EXTRACT TO READ:
[BEGIN]

# Clay soil



## Gorgonzola17 (Feb 28, 2018)

I am originally from long island ny where the soil was very sandy and drained well. I am now living in South Carolina where the soil is clay/silt and rocky. It does not drain very well. The summers are very hard for tall fescue down here. Sometimes in the summer when it hasn't rained for a week or more, the ground is like a rock. I want to make sure when I water with my irrigation that the water is actually getting down to the roots of the grass. Does anyone have any recommendations they could give me for a soil conditioner or something to improve the soil quality?? Also any watering recommendations (time, how often, etc...) cause water is expensive down here as well. Thanks


----------



## ericgautier (Apr 22, 2017)

Look into making your own Soil Conditioner... here's a good post to check out.


----------



## DanTheMan (Feb 19, 2018)

I would start with baby shampoo, it is inexpensive and will help to allow moisture to penetrate the surface of the soil. I have used this and have had great results.

[END]

INFORMATION PROVIDED:
[BEGIN]

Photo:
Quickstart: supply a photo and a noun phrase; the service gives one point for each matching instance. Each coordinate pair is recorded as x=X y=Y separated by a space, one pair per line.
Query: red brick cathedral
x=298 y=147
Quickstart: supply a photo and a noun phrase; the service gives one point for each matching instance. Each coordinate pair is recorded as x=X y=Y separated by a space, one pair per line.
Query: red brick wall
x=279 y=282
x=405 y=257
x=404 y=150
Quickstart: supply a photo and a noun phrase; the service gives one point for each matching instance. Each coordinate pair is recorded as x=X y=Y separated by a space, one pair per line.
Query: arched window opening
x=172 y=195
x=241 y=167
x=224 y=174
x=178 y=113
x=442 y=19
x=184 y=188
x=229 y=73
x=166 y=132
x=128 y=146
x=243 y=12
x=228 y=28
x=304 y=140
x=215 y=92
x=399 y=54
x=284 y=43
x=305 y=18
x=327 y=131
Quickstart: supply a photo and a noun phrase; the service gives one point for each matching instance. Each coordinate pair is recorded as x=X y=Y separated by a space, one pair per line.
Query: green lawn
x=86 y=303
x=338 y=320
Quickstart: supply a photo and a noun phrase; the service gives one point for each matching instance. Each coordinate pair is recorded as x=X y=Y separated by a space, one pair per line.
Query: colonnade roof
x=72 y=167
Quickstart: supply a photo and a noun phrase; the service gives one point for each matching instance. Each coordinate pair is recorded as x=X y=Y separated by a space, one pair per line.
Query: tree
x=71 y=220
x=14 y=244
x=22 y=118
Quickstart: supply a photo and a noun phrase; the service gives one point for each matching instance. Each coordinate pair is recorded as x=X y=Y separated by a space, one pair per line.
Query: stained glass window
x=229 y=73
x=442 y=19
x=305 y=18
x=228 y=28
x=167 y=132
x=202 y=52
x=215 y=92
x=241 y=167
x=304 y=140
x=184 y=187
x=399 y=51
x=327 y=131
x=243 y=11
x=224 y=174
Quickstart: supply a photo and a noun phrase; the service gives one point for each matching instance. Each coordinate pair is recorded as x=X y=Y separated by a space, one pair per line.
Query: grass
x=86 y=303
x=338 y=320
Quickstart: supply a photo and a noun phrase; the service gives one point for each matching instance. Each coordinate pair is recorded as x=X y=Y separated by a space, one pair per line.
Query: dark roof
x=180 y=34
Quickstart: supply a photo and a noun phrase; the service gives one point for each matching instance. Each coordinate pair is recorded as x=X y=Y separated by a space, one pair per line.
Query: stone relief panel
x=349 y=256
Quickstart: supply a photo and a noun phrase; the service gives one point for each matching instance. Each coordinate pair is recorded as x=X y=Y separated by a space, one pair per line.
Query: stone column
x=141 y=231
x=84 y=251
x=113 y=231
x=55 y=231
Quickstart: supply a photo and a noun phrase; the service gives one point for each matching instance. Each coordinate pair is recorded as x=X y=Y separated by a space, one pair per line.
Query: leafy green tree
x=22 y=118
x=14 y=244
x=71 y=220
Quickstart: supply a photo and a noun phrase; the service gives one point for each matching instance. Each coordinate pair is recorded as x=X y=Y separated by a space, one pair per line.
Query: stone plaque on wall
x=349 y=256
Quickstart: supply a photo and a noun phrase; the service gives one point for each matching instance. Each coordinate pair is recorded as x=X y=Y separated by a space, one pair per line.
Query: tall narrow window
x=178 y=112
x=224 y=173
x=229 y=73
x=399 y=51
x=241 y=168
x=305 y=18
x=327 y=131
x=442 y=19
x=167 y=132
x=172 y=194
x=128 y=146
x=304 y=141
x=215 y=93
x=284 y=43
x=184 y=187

[END]

GIVEN REQUEST 1: From the clay soil thread, return the passage starting at "I would start" and ending at "had great results.".
GIVEN REQUEST 2: Name every user who posted in the clay soil thread.
Work only from the clay soil thread, not from the data.

PROBLEM SOLUTION 1:
I would start with baby shampoo, it is inexpensive and will help to allow moisture to penetrate the surface of the soil. I have used this and have had great results.

PROBLEM SOLUTION 2:
Gorgonzola17
ericgautier
DanTheMan